## Data
=======

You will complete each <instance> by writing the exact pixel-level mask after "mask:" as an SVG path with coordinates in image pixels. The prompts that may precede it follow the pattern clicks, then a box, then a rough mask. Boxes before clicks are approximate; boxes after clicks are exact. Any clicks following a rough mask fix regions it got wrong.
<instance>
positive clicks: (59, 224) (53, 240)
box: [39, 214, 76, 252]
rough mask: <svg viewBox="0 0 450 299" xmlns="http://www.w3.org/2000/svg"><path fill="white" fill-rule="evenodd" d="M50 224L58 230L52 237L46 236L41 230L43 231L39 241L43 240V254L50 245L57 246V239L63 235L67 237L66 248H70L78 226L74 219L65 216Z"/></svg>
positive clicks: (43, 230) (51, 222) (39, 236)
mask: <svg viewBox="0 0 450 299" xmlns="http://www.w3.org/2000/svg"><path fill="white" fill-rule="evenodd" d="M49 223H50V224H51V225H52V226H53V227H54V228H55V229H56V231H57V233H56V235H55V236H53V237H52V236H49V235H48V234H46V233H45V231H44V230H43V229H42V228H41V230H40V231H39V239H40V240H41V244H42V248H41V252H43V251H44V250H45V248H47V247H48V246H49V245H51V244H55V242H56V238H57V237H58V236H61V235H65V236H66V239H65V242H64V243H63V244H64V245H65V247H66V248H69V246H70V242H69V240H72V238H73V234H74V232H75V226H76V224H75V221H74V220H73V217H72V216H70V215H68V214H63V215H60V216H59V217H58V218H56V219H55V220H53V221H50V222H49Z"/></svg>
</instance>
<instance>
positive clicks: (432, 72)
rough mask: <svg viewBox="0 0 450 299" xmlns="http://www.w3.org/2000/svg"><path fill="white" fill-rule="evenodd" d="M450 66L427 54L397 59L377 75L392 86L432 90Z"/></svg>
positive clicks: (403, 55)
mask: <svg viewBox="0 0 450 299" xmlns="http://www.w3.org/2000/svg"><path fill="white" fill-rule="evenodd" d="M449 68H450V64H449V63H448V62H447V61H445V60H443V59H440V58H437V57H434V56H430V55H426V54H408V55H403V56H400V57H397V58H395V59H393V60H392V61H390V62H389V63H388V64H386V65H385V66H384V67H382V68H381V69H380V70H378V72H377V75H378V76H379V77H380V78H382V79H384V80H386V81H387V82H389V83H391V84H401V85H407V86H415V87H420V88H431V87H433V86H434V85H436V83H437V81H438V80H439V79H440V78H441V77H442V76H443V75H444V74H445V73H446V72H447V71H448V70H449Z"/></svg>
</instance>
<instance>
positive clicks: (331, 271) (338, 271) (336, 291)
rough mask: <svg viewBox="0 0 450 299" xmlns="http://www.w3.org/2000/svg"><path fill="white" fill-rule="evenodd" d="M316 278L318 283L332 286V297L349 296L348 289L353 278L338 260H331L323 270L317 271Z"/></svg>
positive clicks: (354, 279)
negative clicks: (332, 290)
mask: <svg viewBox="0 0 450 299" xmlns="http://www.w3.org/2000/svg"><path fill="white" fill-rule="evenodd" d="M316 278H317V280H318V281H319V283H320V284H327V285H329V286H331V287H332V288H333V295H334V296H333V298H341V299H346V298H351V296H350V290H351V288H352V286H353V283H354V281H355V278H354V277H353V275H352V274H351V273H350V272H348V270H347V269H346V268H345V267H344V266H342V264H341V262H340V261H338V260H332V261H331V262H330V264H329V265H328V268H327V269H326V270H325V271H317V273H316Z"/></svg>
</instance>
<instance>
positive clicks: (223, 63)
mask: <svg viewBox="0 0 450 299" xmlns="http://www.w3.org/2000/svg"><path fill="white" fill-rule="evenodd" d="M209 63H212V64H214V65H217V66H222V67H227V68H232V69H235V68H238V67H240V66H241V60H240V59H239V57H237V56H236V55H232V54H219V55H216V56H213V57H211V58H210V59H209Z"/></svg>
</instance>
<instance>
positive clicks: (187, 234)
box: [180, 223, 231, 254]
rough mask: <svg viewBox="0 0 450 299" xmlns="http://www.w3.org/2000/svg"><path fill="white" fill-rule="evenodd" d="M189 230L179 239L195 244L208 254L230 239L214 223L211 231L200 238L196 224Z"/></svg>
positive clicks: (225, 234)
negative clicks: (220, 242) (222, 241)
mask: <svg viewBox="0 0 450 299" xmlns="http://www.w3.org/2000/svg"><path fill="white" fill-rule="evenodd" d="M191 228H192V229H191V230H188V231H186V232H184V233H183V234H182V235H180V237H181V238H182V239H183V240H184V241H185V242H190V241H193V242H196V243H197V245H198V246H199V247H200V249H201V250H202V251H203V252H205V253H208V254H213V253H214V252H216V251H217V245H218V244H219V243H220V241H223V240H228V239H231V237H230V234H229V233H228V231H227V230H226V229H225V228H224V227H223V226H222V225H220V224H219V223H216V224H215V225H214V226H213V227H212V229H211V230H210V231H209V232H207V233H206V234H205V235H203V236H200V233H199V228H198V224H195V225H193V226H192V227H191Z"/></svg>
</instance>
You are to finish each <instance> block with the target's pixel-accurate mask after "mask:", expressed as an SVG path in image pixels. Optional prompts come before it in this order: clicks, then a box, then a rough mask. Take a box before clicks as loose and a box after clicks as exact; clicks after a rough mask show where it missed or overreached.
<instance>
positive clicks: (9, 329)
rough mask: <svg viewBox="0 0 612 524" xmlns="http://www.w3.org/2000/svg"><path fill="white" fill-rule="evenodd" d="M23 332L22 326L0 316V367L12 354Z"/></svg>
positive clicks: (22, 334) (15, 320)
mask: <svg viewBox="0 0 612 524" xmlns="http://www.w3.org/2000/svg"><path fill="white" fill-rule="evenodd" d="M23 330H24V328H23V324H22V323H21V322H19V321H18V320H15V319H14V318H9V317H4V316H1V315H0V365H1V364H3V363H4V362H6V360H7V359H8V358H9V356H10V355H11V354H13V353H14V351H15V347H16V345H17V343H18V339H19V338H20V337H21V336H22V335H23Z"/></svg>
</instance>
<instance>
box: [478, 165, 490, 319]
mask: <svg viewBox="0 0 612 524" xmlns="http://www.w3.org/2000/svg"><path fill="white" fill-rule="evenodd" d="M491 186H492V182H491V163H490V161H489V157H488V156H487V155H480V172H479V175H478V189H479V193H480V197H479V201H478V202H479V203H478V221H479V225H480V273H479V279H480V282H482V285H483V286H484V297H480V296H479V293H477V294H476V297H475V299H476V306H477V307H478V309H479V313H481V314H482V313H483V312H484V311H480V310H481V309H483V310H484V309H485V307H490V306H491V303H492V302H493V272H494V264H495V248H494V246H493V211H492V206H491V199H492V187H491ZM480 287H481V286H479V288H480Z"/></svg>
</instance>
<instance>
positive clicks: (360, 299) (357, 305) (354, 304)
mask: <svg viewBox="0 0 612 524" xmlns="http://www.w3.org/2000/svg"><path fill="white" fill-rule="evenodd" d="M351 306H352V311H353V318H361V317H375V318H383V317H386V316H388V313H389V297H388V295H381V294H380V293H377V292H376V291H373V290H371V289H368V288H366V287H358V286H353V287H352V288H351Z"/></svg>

=======

## Task description
Exactly as written, restate every line of the listing above.

## Completed exercise
You will complete each <instance> by writing the exact pixel-level mask after "mask:" as an SVG path with coordinates in image pixels. The prompts that may precede it follow the pattern clicks, then a box, then a rough mask. Boxes before clicks are approximate; boxes after clicks are exact. Any clicks following a rough mask fix regions it got wrong.
<instance>
positive clicks: (59, 224) (53, 240)
box: [39, 214, 76, 252]
rough mask: <svg viewBox="0 0 450 299" xmlns="http://www.w3.org/2000/svg"><path fill="white" fill-rule="evenodd" d="M50 224L58 230L52 237L46 236L41 230L43 231L39 241L43 240V254L50 245L57 246V239L63 235L67 237L66 248H70L78 226L74 219L65 216Z"/></svg>
positive clicks: (43, 230) (51, 222) (39, 236)
mask: <svg viewBox="0 0 450 299" xmlns="http://www.w3.org/2000/svg"><path fill="white" fill-rule="evenodd" d="M49 223H50V224H51V225H52V226H53V227H54V228H55V229H56V231H57V233H56V235H55V236H53V237H52V236H49V235H48V234H46V233H45V231H44V230H43V229H42V228H41V230H40V231H39V239H40V240H41V244H42V248H41V252H43V251H44V250H45V248H47V247H48V246H49V245H51V244H55V242H56V238H57V237H58V236H61V235H65V236H66V239H65V242H64V243H63V244H64V245H65V247H66V248H69V246H70V242H69V240H72V238H73V234H74V232H75V226H76V224H75V221H74V220H73V217H72V216H70V215H68V214H63V215H60V216H59V217H58V218H56V219H55V220H53V221H50V222H49Z"/></svg>
</instance>
<instance>
positive clicks: (432, 72)
rough mask: <svg viewBox="0 0 450 299" xmlns="http://www.w3.org/2000/svg"><path fill="white" fill-rule="evenodd" d="M450 66L427 54L397 59L377 75L392 86L432 90Z"/></svg>
positive clicks: (403, 55)
mask: <svg viewBox="0 0 450 299" xmlns="http://www.w3.org/2000/svg"><path fill="white" fill-rule="evenodd" d="M449 68H450V64H449V63H448V62H447V61H445V60H443V59H440V58H437V57H434V56H430V55H426V54H408V55H403V56H400V57H397V58H395V59H393V60H392V61H390V62H389V63H388V64H386V65H385V66H384V67H382V68H381V69H380V70H378V72H377V75H378V76H379V77H380V78H382V79H384V80H386V81H387V82H389V83H391V84H401V85H407V86H415V87H420V88H431V87H433V86H434V85H436V83H437V81H438V80H439V79H440V78H441V77H442V76H443V75H444V74H445V73H446V72H447V71H448V70H449Z"/></svg>
</instance>
<instance>
positive clicks: (331, 271) (338, 271) (336, 291)
rough mask: <svg viewBox="0 0 450 299" xmlns="http://www.w3.org/2000/svg"><path fill="white" fill-rule="evenodd" d="M316 278L318 283L332 286V297L349 296L348 289L353 278L338 260H331L323 270L317 271Z"/></svg>
positive clicks: (354, 279)
negative clicks: (332, 290)
mask: <svg viewBox="0 0 450 299" xmlns="http://www.w3.org/2000/svg"><path fill="white" fill-rule="evenodd" d="M316 278H317V280H318V281H319V283H320V284H327V285H329V286H331V287H332V288H333V295H334V296H333V298H341V299H346V298H351V296H350V290H351V288H352V286H353V283H354V281H355V278H354V277H353V275H352V274H351V273H350V272H348V270H347V269H346V268H345V267H344V266H342V264H341V262H340V261H338V260H332V261H331V262H330V264H329V265H328V268H327V269H326V270H325V271H317V273H316Z"/></svg>
</instance>
<instance>
positive clicks: (223, 63)
mask: <svg viewBox="0 0 450 299" xmlns="http://www.w3.org/2000/svg"><path fill="white" fill-rule="evenodd" d="M209 63H212V64H214V65H217V66H222V67H227V68H232V69H235V68H238V67H240V66H241V60H240V59H239V57H237V56H236V55H232V54H219V55H216V56H213V57H211V58H210V59H209Z"/></svg>
</instance>
<instance>
positive clicks: (187, 234)
box: [180, 223, 231, 254]
rough mask: <svg viewBox="0 0 450 299" xmlns="http://www.w3.org/2000/svg"><path fill="white" fill-rule="evenodd" d="M189 230L179 239L195 244L208 254L230 239L214 223L211 231L200 238L196 224Z"/></svg>
positive clicks: (225, 234)
negative clicks: (220, 242) (222, 241)
mask: <svg viewBox="0 0 450 299" xmlns="http://www.w3.org/2000/svg"><path fill="white" fill-rule="evenodd" d="M191 228H192V229H191V230H188V231H186V232H184V233H183V234H182V235H180V237H181V238H182V239H183V240H184V241H185V242H190V241H193V242H196V243H197V245H198V246H199V247H200V249H201V250H202V251H203V252H205V253H208V254H213V253H214V252H216V251H217V245H218V244H219V243H220V241H223V240H228V239H231V237H230V234H229V233H228V231H227V230H226V229H225V228H224V227H223V226H222V225H220V224H219V223H216V224H215V225H214V226H213V227H212V229H211V230H210V231H209V232H207V233H206V234H205V235H203V236H200V233H199V228H198V224H195V225H193V226H192V227H191Z"/></svg>
</instance>
You are to finish each <instance> block with the target's pixel-accurate mask after "mask:", expressed as an SVG path in image pixels. Optional prompts come before it in this order: clicks, then a box, then a rough mask. Take a box before clicks as loose and a box after clicks as exact; clicks after a rough mask show where it missed or overreached.
<instance>
positive clicks: (9, 329)
rough mask: <svg viewBox="0 0 612 524" xmlns="http://www.w3.org/2000/svg"><path fill="white" fill-rule="evenodd" d="M23 332L22 326L0 316V367L12 354Z"/></svg>
positive clicks: (22, 334) (15, 320)
mask: <svg viewBox="0 0 612 524" xmlns="http://www.w3.org/2000/svg"><path fill="white" fill-rule="evenodd" d="M23 330H24V328H23V324H22V323H21V322H19V321H18V320H15V319H14V318H9V317H4V316H1V315H0V365H1V364H3V363H4V362H6V360H7V359H8V358H9V356H10V355H11V354H13V353H14V351H15V347H16V345H17V343H18V339H19V338H20V337H21V336H22V335H23Z"/></svg>
</instance>
<instance>
box: [478, 165, 490, 319]
mask: <svg viewBox="0 0 612 524" xmlns="http://www.w3.org/2000/svg"><path fill="white" fill-rule="evenodd" d="M491 186H492V182H491V163H490V161H489V157H488V156H487V155H480V172H479V175H478V189H479V193H480V197H479V201H478V202H479V203H478V221H479V225H480V273H479V279H480V282H482V285H483V286H484V297H480V296H479V293H477V294H476V297H475V299H476V306H477V307H478V309H479V313H481V314H482V313H483V312H484V311H480V310H481V309H483V310H484V309H485V307H490V306H491V303H492V302H493V272H494V264H495V248H494V246H493V211H492V206H491V199H492V187H491ZM480 287H481V286H479V288H480Z"/></svg>
</instance>
<instance>
positive clicks: (360, 299) (357, 305) (354, 304)
mask: <svg viewBox="0 0 612 524" xmlns="http://www.w3.org/2000/svg"><path fill="white" fill-rule="evenodd" d="M351 306H352V311H353V318H361V317H375V318H383V317H386V316H388V313H389V297H388V295H381V294H380V293H377V292H376V291H373V290H371V289H368V288H366V287H358V286H353V287H352V288H351Z"/></svg>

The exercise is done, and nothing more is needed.